_What you need to do_
Please reproduce everything in the records below, from the line that contains "The locate routine indicates the reflection" down to the end of the records, including the requests, and multiply every pin coordinate by 2.5, rounding to whole numbers with halves rounded up. Leave the pictures out of your answer.

+===+

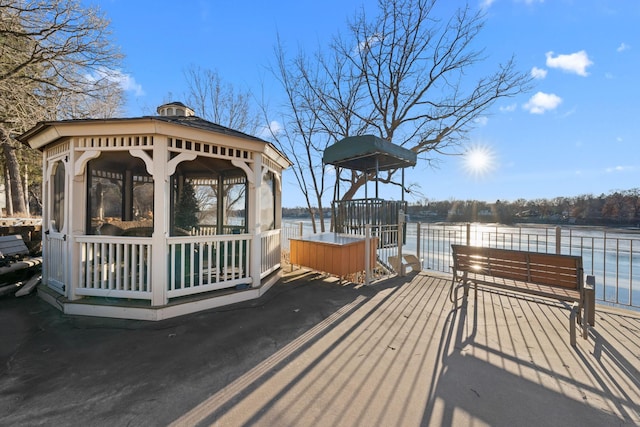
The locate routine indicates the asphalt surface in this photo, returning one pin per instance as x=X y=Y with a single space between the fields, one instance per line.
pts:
x=313 y=352
x=73 y=370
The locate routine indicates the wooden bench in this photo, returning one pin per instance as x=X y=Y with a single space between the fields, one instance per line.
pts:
x=12 y=248
x=559 y=277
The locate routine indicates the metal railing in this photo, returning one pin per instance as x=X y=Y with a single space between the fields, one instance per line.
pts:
x=613 y=257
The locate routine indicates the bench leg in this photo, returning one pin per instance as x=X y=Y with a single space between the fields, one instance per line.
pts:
x=590 y=300
x=572 y=324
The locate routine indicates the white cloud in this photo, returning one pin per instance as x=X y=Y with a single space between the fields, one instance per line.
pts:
x=571 y=63
x=508 y=108
x=126 y=81
x=538 y=73
x=542 y=102
x=623 y=46
x=486 y=4
x=619 y=169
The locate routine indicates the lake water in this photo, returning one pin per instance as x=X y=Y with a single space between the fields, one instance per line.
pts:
x=611 y=255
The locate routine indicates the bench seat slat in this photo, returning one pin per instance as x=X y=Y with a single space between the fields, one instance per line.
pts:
x=547 y=275
x=555 y=292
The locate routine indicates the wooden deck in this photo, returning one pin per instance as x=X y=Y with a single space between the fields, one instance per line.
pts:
x=405 y=357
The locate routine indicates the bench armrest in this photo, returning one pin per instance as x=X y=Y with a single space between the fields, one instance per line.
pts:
x=590 y=300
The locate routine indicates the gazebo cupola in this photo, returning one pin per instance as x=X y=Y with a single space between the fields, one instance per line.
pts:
x=175 y=109
x=156 y=216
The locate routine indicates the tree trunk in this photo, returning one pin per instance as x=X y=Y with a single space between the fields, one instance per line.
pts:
x=17 y=195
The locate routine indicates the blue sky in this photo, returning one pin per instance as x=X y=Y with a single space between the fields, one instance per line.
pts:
x=577 y=132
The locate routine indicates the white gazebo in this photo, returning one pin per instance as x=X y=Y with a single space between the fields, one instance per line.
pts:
x=158 y=216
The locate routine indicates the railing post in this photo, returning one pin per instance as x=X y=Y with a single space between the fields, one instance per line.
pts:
x=367 y=254
x=400 y=238
x=418 y=242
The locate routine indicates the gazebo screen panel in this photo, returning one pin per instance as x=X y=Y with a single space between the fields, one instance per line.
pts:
x=119 y=196
x=209 y=196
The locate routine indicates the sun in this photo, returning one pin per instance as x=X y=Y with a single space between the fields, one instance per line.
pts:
x=479 y=160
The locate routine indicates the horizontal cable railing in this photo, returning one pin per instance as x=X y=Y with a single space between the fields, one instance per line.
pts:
x=612 y=257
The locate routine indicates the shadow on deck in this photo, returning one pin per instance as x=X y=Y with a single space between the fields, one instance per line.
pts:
x=313 y=352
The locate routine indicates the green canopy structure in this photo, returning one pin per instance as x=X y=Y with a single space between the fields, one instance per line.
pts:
x=367 y=153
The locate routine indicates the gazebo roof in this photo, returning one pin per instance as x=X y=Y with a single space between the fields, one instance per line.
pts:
x=364 y=152
x=48 y=132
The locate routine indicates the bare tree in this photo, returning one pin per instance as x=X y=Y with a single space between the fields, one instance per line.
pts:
x=56 y=61
x=401 y=76
x=220 y=102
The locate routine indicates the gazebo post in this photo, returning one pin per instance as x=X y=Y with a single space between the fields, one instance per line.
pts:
x=253 y=217
x=161 y=190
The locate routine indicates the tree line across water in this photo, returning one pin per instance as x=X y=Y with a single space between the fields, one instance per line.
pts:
x=617 y=208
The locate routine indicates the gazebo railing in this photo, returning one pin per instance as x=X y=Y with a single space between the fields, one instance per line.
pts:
x=113 y=266
x=205 y=263
x=271 y=252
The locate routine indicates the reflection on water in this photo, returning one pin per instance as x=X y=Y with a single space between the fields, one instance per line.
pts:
x=611 y=255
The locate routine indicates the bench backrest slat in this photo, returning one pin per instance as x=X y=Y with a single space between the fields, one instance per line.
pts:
x=536 y=267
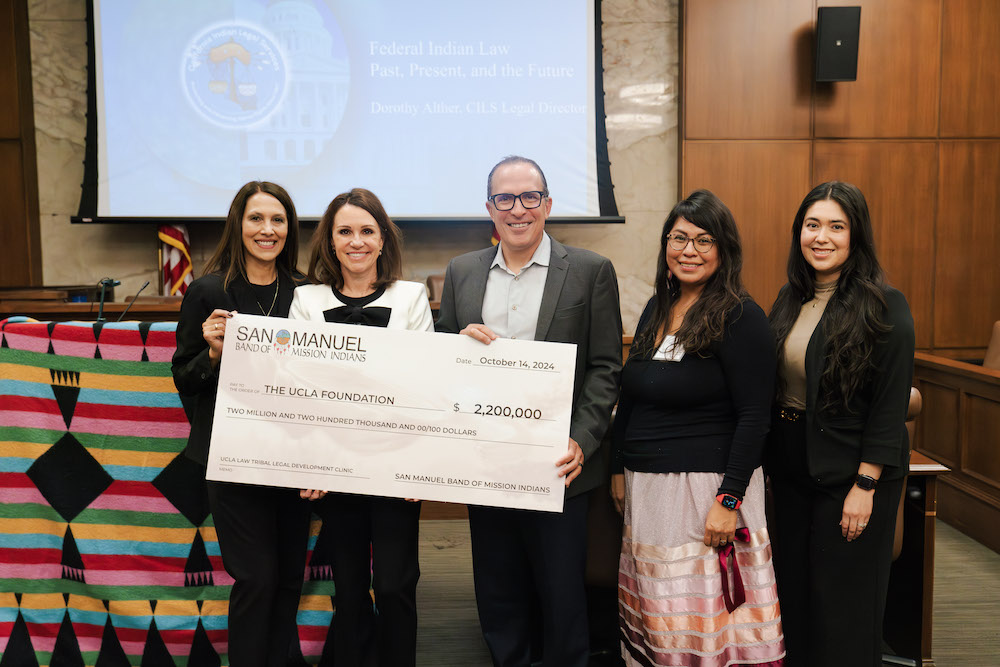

+===+

_Response below_
The locate routine indicates the reflection on water in this photo, returning one pin per instance as x=X y=Y with a single space between the fields, one instance per line.
pts:
x=1528 y=638
The locate routine indicates the bench backrest slat in this photo, returning one pin per instance as x=X y=Y with a single space between the fields, one instance per line.
pts:
x=1340 y=668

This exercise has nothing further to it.